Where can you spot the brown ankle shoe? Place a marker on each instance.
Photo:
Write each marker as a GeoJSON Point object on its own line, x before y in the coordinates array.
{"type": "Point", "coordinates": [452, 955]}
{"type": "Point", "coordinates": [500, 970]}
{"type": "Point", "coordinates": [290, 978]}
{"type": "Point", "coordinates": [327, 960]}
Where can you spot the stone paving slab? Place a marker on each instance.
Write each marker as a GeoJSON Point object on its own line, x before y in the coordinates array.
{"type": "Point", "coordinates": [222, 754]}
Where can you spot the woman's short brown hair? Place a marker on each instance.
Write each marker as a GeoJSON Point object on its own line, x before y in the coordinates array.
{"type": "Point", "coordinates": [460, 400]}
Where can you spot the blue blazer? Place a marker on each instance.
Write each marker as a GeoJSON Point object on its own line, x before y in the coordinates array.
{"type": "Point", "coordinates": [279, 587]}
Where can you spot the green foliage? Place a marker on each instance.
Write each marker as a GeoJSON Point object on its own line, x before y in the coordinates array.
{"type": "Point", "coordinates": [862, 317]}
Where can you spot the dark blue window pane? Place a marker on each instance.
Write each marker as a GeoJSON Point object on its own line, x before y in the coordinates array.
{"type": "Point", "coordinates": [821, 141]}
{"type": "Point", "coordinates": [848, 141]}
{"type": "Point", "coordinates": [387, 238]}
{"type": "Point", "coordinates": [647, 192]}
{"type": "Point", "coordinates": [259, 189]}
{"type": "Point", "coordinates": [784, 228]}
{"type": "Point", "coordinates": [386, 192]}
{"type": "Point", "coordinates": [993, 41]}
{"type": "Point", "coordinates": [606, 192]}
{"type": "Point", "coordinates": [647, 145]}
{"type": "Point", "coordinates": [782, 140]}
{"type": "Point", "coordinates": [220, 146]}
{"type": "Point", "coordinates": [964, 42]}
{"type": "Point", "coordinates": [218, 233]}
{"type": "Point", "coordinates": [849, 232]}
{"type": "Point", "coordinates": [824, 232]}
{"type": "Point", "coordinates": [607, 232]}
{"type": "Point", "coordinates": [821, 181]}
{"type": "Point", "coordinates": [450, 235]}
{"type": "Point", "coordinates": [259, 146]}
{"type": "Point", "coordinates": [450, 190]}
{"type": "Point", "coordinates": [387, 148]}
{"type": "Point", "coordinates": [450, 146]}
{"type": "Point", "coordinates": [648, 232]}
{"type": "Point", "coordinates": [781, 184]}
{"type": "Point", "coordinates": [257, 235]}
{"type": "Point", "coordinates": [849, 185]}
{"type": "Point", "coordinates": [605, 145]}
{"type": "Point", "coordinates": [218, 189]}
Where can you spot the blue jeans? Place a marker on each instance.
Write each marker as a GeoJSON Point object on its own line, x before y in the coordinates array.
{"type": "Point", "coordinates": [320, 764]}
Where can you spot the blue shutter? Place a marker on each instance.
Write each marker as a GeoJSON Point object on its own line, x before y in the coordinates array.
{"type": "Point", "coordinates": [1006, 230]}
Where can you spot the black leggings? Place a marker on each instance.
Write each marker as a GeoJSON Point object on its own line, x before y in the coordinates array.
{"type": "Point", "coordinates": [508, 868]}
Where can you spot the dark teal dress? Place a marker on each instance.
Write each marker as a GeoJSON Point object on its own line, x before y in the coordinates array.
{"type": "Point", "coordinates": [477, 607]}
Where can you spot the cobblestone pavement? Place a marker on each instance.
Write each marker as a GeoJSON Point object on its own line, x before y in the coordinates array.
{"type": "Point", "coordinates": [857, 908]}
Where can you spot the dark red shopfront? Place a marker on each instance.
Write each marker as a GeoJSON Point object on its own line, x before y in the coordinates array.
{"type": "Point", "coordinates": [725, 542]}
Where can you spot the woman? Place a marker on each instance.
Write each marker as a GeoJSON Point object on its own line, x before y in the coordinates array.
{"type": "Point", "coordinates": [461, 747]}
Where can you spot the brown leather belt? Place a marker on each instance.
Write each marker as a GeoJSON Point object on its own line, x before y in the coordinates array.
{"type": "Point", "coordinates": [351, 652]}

========================================

Request — Can you write out the whole listing above again with every "marker" replaced by "pin", leaving everything else as it is?

Response to the exercise —
Where can you spot the brown ankle shoe? Place a pin on each instance.
Photo:
Write each pin as a GeoJSON Point object on its own line, x before y in the coordinates array.
{"type": "Point", "coordinates": [452, 955]}
{"type": "Point", "coordinates": [500, 970]}
{"type": "Point", "coordinates": [290, 978]}
{"type": "Point", "coordinates": [327, 960]}
Where can you spot the stone paving slab? Place a pin on each instance.
Write each pin as a GeoJSON Point object on its own line, x before y in the coordinates array.
{"type": "Point", "coordinates": [222, 754]}
Where can you spot the woman's short brown hair? Place a pin on each instance.
Write each pin as a GeoJSON Point object on its own line, x before y in the coordinates array.
{"type": "Point", "coordinates": [460, 400]}
Where can you spot the blue blazer? Place a pin on each instance.
Write each pin as a GeoJSON Point object on its own line, x before y in the coordinates array.
{"type": "Point", "coordinates": [279, 587]}
Where can you spot the green foliage? Place a pin on each instance.
Write each pin as a GeoJSON Point object on its own line, x before y in the coordinates array.
{"type": "Point", "coordinates": [862, 317]}
Where can you spot the dark blue window pane? Place a pin on each instance.
Write each pin as a GeoJSON Point object on its own line, x before y in the coordinates array.
{"type": "Point", "coordinates": [821, 141]}
{"type": "Point", "coordinates": [848, 141]}
{"type": "Point", "coordinates": [387, 238]}
{"type": "Point", "coordinates": [647, 192]}
{"type": "Point", "coordinates": [259, 189]}
{"type": "Point", "coordinates": [784, 228]}
{"type": "Point", "coordinates": [386, 192]}
{"type": "Point", "coordinates": [993, 41]}
{"type": "Point", "coordinates": [606, 192]}
{"type": "Point", "coordinates": [647, 145]}
{"type": "Point", "coordinates": [782, 140]}
{"type": "Point", "coordinates": [220, 146]}
{"type": "Point", "coordinates": [964, 42]}
{"type": "Point", "coordinates": [218, 233]}
{"type": "Point", "coordinates": [849, 232]}
{"type": "Point", "coordinates": [824, 232]}
{"type": "Point", "coordinates": [607, 232]}
{"type": "Point", "coordinates": [821, 181]}
{"type": "Point", "coordinates": [450, 235]}
{"type": "Point", "coordinates": [259, 146]}
{"type": "Point", "coordinates": [450, 190]}
{"type": "Point", "coordinates": [387, 148]}
{"type": "Point", "coordinates": [450, 146]}
{"type": "Point", "coordinates": [648, 232]}
{"type": "Point", "coordinates": [781, 184]}
{"type": "Point", "coordinates": [257, 235]}
{"type": "Point", "coordinates": [849, 185]}
{"type": "Point", "coordinates": [605, 145]}
{"type": "Point", "coordinates": [218, 189]}
Where can you spot the blue jeans? Place a pin on each instance.
Write each pin as a GeoJSON Point object on its own line, x before y in the coordinates array.
{"type": "Point", "coordinates": [320, 764]}
Where can you spot the blue shutter? Place a pin on each instance.
Write each pin as a GeoJSON Point object on its own line, x before y in the coordinates array.
{"type": "Point", "coordinates": [1006, 230]}
Where can you spot the black leggings? Place a pin on each instance.
Write each pin as a GeoJSON Point object on its own line, x before y in the coordinates array.
{"type": "Point", "coordinates": [508, 868]}
Where can you spot the dark teal dress? Place a pin on each instance.
Write each pin as a GeoJSON Point object on its own line, x before y in the coordinates array.
{"type": "Point", "coordinates": [477, 607]}
Where can you spot the cobblestone pavement? Place a pin on each instance.
Write each pin as a GeoJSON Point object on its own line, x before y in the coordinates array.
{"type": "Point", "coordinates": [857, 908]}
Where can you spot the dark red shopfront? Place a pin on each instance.
Write each pin as a GeoJSON Point object on its own line, x before y in the coordinates array.
{"type": "Point", "coordinates": [725, 542]}
Where can you spot the woman? Place a pin on each instance.
Write each pin as a GeoJSON Point object on its own line, x before y in the coordinates array.
{"type": "Point", "coordinates": [461, 747]}
Where can you spot the brown leather belt? Place a pin on each instance.
Write each pin as a GeoJSON Point object on its own line, x before y in the coordinates array.
{"type": "Point", "coordinates": [351, 652]}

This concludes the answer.